Items from a data source:
-- BEGIN --

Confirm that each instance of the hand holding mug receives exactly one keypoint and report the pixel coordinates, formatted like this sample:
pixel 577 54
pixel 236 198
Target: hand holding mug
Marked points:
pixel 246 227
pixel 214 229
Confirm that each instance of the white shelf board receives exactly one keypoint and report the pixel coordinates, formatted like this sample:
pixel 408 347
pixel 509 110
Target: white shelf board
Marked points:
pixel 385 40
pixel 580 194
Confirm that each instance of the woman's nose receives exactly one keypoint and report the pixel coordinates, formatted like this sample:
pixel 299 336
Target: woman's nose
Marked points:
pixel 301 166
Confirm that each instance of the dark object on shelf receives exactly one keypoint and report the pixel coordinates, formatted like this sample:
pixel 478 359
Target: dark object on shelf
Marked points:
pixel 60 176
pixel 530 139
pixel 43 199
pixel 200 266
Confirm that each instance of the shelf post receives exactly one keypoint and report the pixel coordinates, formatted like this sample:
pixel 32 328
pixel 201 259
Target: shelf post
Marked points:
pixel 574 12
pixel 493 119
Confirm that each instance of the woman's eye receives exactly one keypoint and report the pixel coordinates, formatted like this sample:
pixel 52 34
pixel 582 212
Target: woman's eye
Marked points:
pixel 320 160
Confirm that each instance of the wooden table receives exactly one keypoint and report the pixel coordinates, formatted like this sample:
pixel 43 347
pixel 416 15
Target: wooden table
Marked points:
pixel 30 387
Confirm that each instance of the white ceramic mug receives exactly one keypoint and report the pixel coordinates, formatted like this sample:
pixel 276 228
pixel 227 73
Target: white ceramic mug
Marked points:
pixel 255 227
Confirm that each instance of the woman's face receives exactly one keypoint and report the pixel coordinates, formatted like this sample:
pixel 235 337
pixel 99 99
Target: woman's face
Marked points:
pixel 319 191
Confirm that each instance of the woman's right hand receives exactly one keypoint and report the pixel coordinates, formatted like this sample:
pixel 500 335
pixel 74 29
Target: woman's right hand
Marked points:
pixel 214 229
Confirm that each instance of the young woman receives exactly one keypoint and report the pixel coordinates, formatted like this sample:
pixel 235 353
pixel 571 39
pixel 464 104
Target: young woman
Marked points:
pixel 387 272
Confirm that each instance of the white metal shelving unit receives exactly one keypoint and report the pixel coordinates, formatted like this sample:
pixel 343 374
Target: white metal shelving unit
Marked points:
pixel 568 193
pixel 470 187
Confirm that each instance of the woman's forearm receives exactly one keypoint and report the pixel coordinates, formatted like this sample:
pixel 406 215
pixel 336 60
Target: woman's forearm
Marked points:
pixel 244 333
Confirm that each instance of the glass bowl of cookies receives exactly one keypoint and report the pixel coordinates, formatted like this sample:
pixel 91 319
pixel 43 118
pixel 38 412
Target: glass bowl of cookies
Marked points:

-- END --

- [Exercise description]: Reproduce the lines above word for word, starting at the line that contains "Confirm that each instance of the woman's nose" and ending at the line that contains "pixel 200 266", with both of those lines included.

- [Task output]:
Confirm that each instance of the woman's nose receives exactly one keypoint and report the pixel coordinates, formatted like this sample:
pixel 299 336
Target: woman's nose
Marked points:
pixel 301 166
Confirm that each instance of the dark object on shelf receives exactly one keypoint and report the pixel coordinates, formatted like this sample:
pixel 478 359
Target: dark object on shelf
Marked points:
pixel 60 176
pixel 530 139
pixel 43 199
pixel 200 266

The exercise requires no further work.